━━━━━ INPUT ROWS ━━━━━
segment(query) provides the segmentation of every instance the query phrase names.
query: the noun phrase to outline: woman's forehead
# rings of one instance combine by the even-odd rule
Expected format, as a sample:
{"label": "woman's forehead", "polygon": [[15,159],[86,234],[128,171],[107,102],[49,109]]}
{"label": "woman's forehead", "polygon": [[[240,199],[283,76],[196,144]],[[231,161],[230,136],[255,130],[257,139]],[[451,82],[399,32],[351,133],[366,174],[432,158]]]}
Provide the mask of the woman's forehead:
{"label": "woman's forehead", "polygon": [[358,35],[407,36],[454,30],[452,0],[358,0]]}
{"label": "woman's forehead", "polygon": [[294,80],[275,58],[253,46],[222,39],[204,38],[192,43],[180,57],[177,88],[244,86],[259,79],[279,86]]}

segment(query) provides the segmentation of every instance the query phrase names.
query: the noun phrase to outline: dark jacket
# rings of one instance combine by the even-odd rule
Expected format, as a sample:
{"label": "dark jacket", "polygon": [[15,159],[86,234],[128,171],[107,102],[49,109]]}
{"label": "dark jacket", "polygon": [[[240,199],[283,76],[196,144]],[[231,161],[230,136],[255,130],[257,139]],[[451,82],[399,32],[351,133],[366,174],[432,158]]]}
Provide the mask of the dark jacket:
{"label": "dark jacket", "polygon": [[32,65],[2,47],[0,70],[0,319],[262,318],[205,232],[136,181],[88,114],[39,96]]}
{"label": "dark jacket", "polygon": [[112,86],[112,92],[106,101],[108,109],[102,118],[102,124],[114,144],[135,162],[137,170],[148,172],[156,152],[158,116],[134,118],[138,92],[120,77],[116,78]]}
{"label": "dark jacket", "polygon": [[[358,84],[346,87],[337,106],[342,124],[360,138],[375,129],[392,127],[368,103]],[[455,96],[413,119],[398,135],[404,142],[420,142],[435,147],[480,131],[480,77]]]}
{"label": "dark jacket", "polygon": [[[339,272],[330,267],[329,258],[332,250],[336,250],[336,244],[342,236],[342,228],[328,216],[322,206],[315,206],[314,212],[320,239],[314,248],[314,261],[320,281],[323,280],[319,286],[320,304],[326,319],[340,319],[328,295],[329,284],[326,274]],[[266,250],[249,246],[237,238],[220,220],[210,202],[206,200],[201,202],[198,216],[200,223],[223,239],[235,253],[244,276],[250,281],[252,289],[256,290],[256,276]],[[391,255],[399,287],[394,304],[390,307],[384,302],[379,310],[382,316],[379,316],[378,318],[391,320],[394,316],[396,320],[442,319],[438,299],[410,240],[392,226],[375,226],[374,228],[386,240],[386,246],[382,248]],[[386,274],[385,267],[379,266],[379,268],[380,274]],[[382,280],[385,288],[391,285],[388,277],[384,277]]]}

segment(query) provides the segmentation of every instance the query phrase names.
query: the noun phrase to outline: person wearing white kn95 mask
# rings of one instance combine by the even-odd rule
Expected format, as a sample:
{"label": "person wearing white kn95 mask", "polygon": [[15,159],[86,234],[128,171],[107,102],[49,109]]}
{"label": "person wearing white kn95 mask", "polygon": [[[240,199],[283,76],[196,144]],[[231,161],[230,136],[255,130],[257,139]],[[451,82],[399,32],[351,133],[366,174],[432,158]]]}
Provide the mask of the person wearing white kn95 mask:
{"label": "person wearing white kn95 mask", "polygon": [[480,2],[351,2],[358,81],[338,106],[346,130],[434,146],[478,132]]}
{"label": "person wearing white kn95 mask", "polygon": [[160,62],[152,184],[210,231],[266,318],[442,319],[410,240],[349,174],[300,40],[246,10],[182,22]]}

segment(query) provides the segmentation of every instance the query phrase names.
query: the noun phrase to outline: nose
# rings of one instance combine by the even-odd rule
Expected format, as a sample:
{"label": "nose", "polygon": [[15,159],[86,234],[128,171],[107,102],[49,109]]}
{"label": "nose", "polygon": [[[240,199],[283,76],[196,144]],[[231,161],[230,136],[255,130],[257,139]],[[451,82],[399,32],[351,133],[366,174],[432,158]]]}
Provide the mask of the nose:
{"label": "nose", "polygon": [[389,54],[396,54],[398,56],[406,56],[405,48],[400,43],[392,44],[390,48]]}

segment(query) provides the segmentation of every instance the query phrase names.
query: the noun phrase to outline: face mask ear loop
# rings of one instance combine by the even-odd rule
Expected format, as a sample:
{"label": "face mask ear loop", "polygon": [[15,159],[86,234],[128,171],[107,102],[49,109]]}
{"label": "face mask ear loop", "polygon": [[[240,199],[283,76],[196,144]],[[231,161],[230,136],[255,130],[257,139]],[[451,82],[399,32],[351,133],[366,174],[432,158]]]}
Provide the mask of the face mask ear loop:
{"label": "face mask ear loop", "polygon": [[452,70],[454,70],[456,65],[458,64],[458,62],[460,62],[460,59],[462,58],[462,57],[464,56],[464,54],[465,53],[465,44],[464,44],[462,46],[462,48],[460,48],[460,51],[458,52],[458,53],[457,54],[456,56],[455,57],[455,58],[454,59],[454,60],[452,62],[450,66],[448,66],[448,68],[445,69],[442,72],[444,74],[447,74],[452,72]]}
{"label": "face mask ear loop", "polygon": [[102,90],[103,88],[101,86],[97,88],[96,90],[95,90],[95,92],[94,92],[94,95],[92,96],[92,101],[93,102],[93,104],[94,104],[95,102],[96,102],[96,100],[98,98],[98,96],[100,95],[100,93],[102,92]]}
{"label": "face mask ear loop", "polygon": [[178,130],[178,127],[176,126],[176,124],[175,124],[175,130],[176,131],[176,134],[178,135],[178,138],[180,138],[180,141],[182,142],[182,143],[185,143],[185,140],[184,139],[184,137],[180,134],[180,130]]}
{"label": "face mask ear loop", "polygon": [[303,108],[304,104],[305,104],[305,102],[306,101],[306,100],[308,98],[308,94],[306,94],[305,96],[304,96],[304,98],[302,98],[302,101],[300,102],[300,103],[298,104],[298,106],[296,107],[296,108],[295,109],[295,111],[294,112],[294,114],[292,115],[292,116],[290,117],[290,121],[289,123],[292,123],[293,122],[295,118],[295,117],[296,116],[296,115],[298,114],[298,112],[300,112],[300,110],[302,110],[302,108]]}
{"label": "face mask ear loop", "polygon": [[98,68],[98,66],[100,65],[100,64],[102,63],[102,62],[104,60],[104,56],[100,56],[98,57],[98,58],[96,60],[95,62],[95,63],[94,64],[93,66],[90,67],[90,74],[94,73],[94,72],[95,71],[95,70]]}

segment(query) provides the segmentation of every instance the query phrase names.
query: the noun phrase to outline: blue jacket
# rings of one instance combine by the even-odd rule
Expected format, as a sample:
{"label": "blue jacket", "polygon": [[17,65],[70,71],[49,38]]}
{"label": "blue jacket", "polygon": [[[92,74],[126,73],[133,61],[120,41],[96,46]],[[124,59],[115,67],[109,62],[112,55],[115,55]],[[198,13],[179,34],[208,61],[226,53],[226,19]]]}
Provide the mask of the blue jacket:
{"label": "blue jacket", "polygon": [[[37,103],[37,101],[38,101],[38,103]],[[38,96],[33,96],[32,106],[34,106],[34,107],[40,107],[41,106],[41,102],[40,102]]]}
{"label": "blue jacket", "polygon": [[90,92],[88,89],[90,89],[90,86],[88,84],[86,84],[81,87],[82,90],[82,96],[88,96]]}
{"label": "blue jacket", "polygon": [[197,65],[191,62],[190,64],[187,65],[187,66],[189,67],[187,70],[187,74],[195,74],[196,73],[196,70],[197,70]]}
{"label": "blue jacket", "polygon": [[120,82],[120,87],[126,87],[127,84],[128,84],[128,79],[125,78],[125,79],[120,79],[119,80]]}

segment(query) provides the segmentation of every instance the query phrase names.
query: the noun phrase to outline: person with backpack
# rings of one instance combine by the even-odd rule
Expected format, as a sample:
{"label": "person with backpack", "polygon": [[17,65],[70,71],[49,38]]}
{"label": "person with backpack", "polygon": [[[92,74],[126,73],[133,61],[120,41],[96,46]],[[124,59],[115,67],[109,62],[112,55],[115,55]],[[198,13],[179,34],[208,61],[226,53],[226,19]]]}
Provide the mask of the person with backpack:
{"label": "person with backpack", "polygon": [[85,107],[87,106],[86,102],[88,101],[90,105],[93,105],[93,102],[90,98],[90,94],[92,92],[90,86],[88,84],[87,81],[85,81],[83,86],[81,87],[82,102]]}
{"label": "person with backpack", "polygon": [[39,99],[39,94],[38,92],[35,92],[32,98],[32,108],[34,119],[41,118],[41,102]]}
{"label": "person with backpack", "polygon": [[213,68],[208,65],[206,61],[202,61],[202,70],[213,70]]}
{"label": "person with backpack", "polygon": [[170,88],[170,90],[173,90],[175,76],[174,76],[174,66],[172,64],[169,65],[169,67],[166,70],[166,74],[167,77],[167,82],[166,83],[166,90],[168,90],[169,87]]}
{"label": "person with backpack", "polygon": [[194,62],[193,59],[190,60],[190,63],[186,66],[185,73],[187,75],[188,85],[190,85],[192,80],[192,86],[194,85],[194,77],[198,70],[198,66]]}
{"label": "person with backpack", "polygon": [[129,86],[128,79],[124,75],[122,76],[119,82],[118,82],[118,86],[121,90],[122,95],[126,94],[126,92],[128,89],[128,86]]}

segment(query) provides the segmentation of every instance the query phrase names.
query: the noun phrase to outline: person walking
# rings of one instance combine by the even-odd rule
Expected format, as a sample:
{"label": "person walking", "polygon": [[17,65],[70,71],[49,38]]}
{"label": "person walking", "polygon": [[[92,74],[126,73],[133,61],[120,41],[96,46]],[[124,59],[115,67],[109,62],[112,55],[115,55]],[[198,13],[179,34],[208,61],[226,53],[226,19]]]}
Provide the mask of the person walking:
━━━━━
Pick out every line in the records above that contains the word "walking", matching case exactly.

:: RESPONSE TO THIS TASK ::
query: the noun phrase to outline: person walking
{"label": "person walking", "polygon": [[17,65],[70,71],[49,38]]}
{"label": "person walking", "polygon": [[[92,74],[126,73],[133,61],[120,41],[96,46]],[[124,59],[115,67],[109,62],[112,55],[115,55]],[[198,13],[179,34],[208,61],[226,53],[226,19]]]}
Provide the mask of the person walking:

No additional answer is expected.